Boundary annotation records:
════════════════

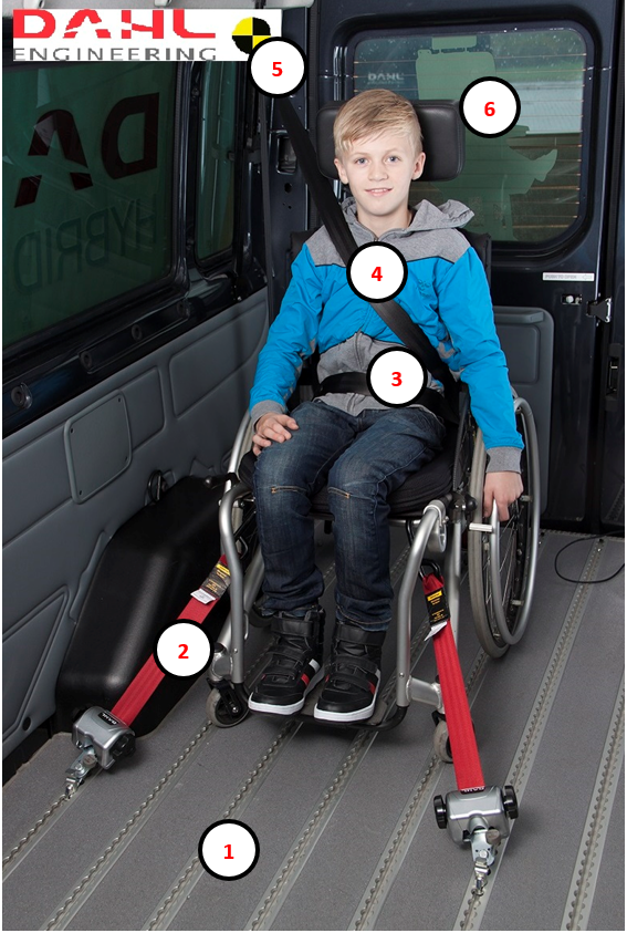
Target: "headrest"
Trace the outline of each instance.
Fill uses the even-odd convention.
[[[450,182],[463,168],[466,135],[454,101],[411,101],[418,114],[427,160],[421,182]],[[317,163],[327,178],[337,180],[333,164],[333,123],[343,101],[332,101],[318,111],[316,122]]]

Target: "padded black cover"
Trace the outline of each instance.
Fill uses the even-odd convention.
[[[337,179],[333,163],[333,124],[343,101],[332,101],[320,108],[316,122],[316,152],[320,170]],[[420,126],[427,160],[420,176],[424,182],[450,182],[463,168],[466,135],[454,101],[411,101]]]
[[[220,557],[222,489],[186,477],[111,539],[59,675],[58,728],[71,729],[90,706],[112,709],[151,654],[157,635],[176,622],[191,591],[207,578]],[[228,607],[227,593],[205,622],[213,641]],[[154,729],[194,681],[166,675],[133,723],[134,732]]]

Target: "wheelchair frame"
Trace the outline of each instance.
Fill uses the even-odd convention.
[[[470,477],[460,476],[462,456],[461,446],[464,429],[470,429],[468,418],[468,398],[464,400],[464,407],[456,446],[456,465],[453,467],[453,489],[445,496],[431,499],[422,509],[419,518],[390,518],[390,525],[405,526],[411,541],[410,552],[407,560],[406,571],[400,585],[397,608],[397,655],[396,655],[396,712],[384,718],[382,723],[368,725],[367,721],[356,723],[333,724],[334,728],[390,728],[397,725],[407,712],[410,702],[418,701],[432,706],[440,719],[437,727],[435,746],[438,755],[445,760],[451,760],[447,754],[446,724],[442,726],[446,712],[442,705],[442,694],[439,683],[428,683],[411,676],[410,673],[410,641],[411,641],[411,602],[422,562],[427,559],[445,556],[445,580],[447,584],[447,598],[450,608],[450,619],[456,643],[458,641],[459,628],[459,600],[461,582],[461,551],[462,535],[468,529],[469,535],[469,562],[474,552],[480,556],[482,567],[470,567],[470,577],[474,578],[473,588],[473,615],[479,640],[483,647],[492,656],[500,656],[508,650],[510,644],[522,637],[529,621],[533,587],[535,580],[536,545],[540,531],[540,466],[537,439],[533,415],[526,401],[521,397],[514,398],[514,411],[516,417],[522,419],[522,427],[525,440],[523,452],[523,478],[527,488],[523,496],[514,504],[519,509],[522,504],[524,516],[524,540],[522,541],[522,553],[520,542],[514,538],[516,548],[515,558],[519,567],[515,598],[512,602],[515,605],[514,618],[510,614],[508,620],[508,607],[503,602],[511,599],[511,593],[503,594],[502,590],[502,564],[501,564],[501,538],[502,533],[497,515],[497,504],[492,509],[489,522],[472,521],[472,514],[476,508],[481,508],[473,498],[469,488],[468,478],[474,481],[476,489],[482,493],[485,450],[481,432],[477,429],[474,448],[472,452],[472,467]],[[248,414],[242,419],[229,462],[229,475],[238,476],[238,467],[243,453],[250,449],[252,426]],[[468,470],[467,470],[468,471]],[[479,477],[479,479],[478,479]],[[457,478],[457,481],[456,481]],[[471,490],[472,491],[472,490]],[[477,495],[477,494],[476,494]],[[231,726],[241,722],[248,714],[247,693],[244,688],[244,643],[249,631],[249,613],[263,580],[263,562],[260,548],[257,548],[247,578],[242,570],[240,554],[236,540],[237,528],[233,527],[233,516],[241,516],[240,508],[245,500],[250,501],[251,493],[244,483],[233,483],[228,479],[224,495],[220,505],[219,523],[222,537],[223,550],[227,557],[231,574],[231,611],[227,618],[219,635],[213,660],[209,667],[208,681],[212,691],[207,703],[207,712],[210,721],[218,726]],[[314,518],[328,519],[332,516],[314,514]],[[509,522],[505,529],[509,527]],[[508,533],[506,531],[504,533]],[[516,530],[518,533],[518,523]],[[476,536],[474,547],[470,547],[470,537]],[[488,577],[483,569],[483,554],[488,553]],[[508,578],[510,570],[508,568]],[[491,600],[494,604],[499,600],[498,611],[490,625],[485,620],[477,619],[474,603],[482,600],[485,607],[489,595],[481,594],[478,581],[484,579],[491,588]],[[508,583],[508,581],[505,581]],[[510,581],[511,582],[511,581]],[[510,607],[511,609],[511,607]],[[302,715],[302,714],[299,714]],[[317,721],[316,721],[317,722]]]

════════════════

__What you will do__:
Select each line of the data above that contains the string "Target", and reproduce those lines in full.

__Answer__:
Target: "headrest"
Target: "padded black cover"
Target: "wheelchair frame"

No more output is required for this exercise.